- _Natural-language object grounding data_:
━━━━━━━━

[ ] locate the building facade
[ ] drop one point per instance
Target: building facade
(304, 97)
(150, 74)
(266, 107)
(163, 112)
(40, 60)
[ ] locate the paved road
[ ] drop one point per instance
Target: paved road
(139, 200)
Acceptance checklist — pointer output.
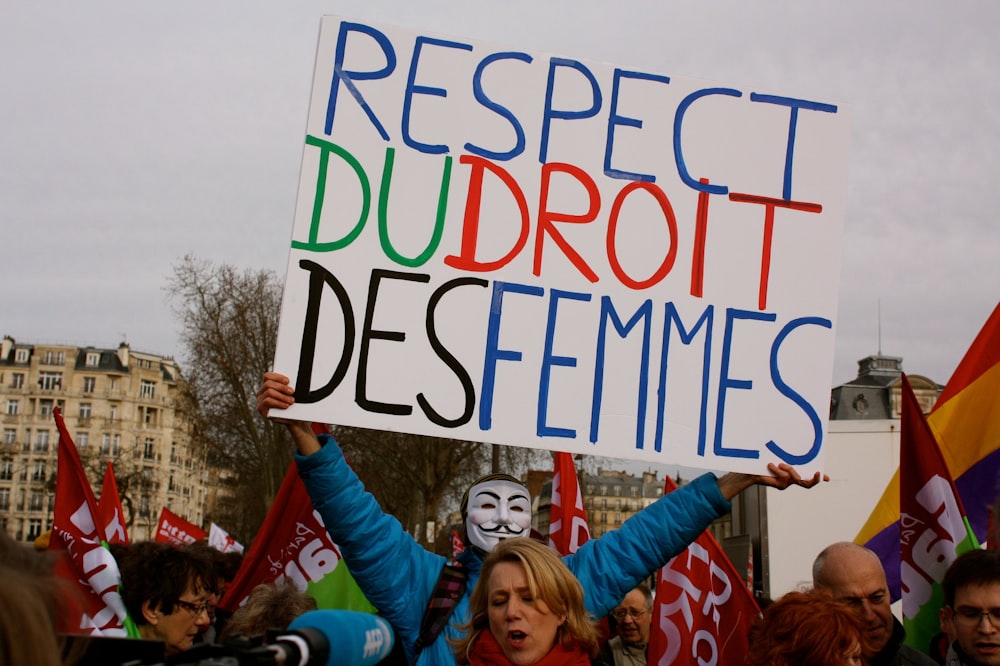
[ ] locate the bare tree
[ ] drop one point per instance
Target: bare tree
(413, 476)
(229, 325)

━━━━━━━━

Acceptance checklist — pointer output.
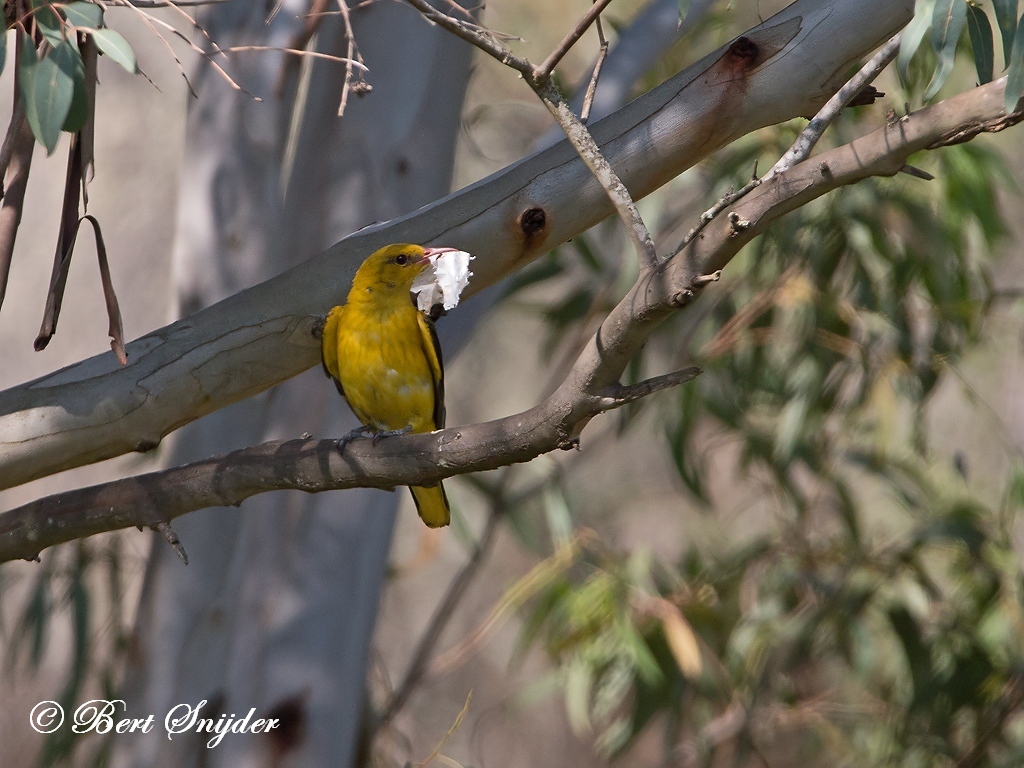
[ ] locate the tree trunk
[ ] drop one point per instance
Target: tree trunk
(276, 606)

━━━━━━━━

Your response should contain each line of the entries above that holds the string "locate".

[ ] locate the building facade
[ ] locate the paved road
[ ] locate the bare tree
[ ] locate the tree trunk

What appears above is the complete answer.